Excerpt to read:
BEGIN
Reassurance meant a lot to Ryan Blaney, who thought he was fired
Ryan Blaney is an established NASCAR Cup Series star with 13 victories and the 2023 championship, but back in 2015, he wasn’t on such firm footing.
In fact, after a particularly frustrating run in a NASCAR Xfinity Series race at Indianapolis Motor Speedway, Blaney was afraid team owner Roger Penske was ready to fire him.
“I did think I was going to get fired one year—not really, but in my mind I was,” Blaney said on Monday at a proclamation from the city of Mooresville, N.C., honoring Team Penske’s three straight Cup championships.
“I blew a race at Indy, an (Xfinity) race, like 2015, I think. I lost the race, blew Turn 2 the last lap, Kyle Busch goes on and wins the race. And I’m like, ‘Oh, my God, I just lost at Indy for Roger. I’m canned. I’m done.’”
When Penske’s number popped up on Blaney’s phone later that evening, he feared the worst.
“He called me that night, and it was a pretty cool moment of reassurance, like ‘We believe in you; you’re going to make mistakes; this is how you learn,’ things like that.
“That was like the only time in my mind I was like, ‘Oh, my God, I’m getting fired.’ And when I saw him call me, I’m like, ‘This is it, I’m done.’ But those words afterwards really helped me out. I was 22, so it was a cool moment to talk to someone like that.”
In fact, just one week later, Blaney won his first race of the season at Iowa Speedway.
Christopher Bell, Brad Keselowski have new spotters this weekend
The timing seemed odd.
On Wednesday, three days after Christopher Bell won the NASCAR All-Star Race at North Wilkesboro Speedway, Joe Gibbs Racing confirmed that Matt Philpott has replaced Stevie Reeves as spotter on Bell’s No. 20 Toyota.
Reeves had spotted for Bell from his debut in the Cup Series in 2020 through last weekend but unexpectedly decided to leave the role.
“I was surprised as well,” Bell said. “It was all Stevie’s decision. He made the decision on his own to quit, and that’s all I’m going to say.”
Philpott is not an experienced spotter. Accordingly, he and Bell worked on an iRacing event together earlier this week, and Bell planned to spend time on the spotters’ stand with Philpott during Saturday’s Xfinity race at Charlotte.
“I’ve been around Philpott a lot as a mechanic,” Bell said. “He was on the 11 car (of Denny Hamlin) full-time, and he was on my car a couple of times throughout the course of the years.
“I have a relationship with him. I’ve listened to the feedback that we have online, but we’ll just play it week by week and see how it goes.”
END
Data supplied:
BEGIN
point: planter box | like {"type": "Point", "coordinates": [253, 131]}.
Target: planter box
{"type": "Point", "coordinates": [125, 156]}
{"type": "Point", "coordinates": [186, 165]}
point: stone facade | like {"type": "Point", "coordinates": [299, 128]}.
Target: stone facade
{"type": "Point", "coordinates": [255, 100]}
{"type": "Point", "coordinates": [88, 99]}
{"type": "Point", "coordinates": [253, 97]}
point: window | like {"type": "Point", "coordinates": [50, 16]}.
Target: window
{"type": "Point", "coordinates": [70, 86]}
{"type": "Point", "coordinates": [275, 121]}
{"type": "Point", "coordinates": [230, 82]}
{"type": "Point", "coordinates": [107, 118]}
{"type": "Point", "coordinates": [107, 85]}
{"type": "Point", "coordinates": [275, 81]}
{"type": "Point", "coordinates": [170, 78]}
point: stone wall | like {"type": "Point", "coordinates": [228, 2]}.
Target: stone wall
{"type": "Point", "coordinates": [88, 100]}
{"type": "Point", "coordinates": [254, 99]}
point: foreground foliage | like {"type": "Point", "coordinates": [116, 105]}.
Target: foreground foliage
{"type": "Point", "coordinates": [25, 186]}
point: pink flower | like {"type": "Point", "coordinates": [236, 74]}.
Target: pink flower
END
BEGIN
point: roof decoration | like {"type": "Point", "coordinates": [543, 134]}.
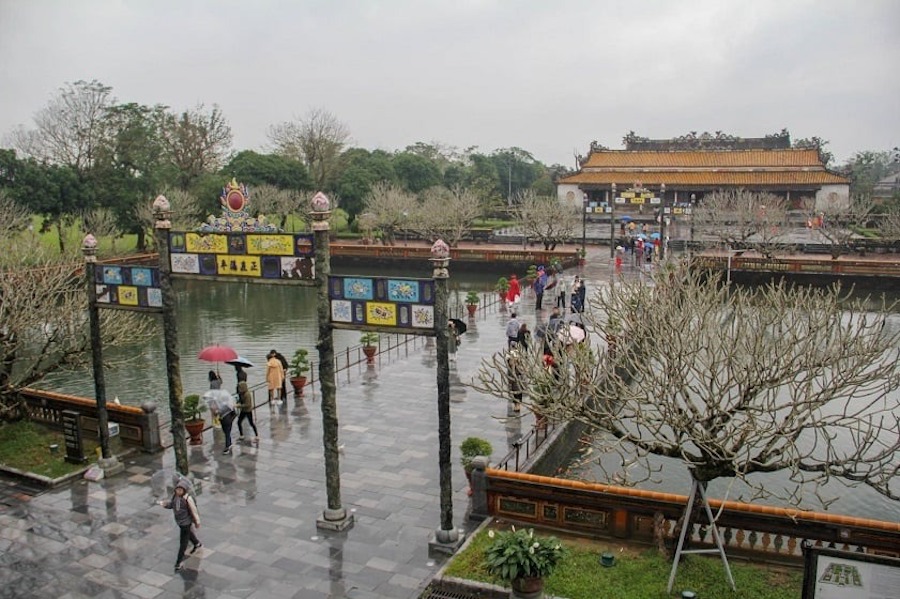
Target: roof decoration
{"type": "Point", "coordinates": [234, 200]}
END
BEGIN
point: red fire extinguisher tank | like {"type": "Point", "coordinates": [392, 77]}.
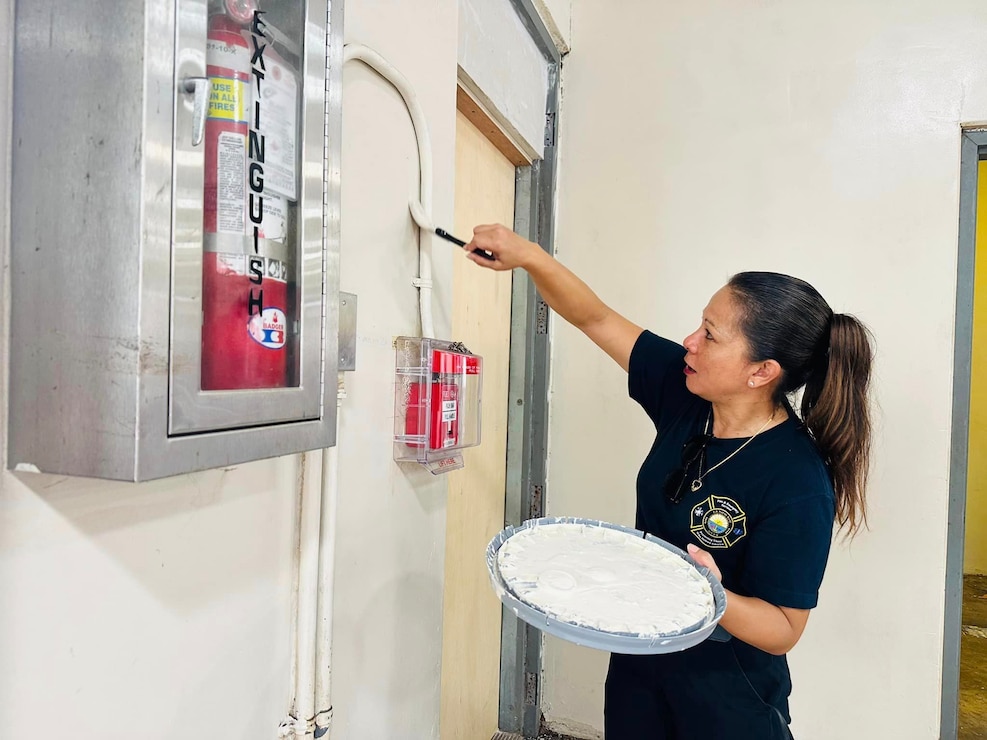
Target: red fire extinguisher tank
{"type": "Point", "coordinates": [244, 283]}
END
Exercise instructions: Please write out the passage of the NASCAR text that begins with "On Wednesday, three" and ends after "leave the role.", copying it word for word.

Written response:
On Wednesday, three days after Christopher Bell won the NASCAR All-Star Race at North Wilkesboro Speedway, Joe Gibbs Racing confirmed that Matt Philpott has replaced Stevie Reeves as spotter on Bell’s No. 20 Toyota.
Reeves had spotted for Bell from his debut in the Cup Series in 2020 through last weekend but unexpectedly decided to leave the role.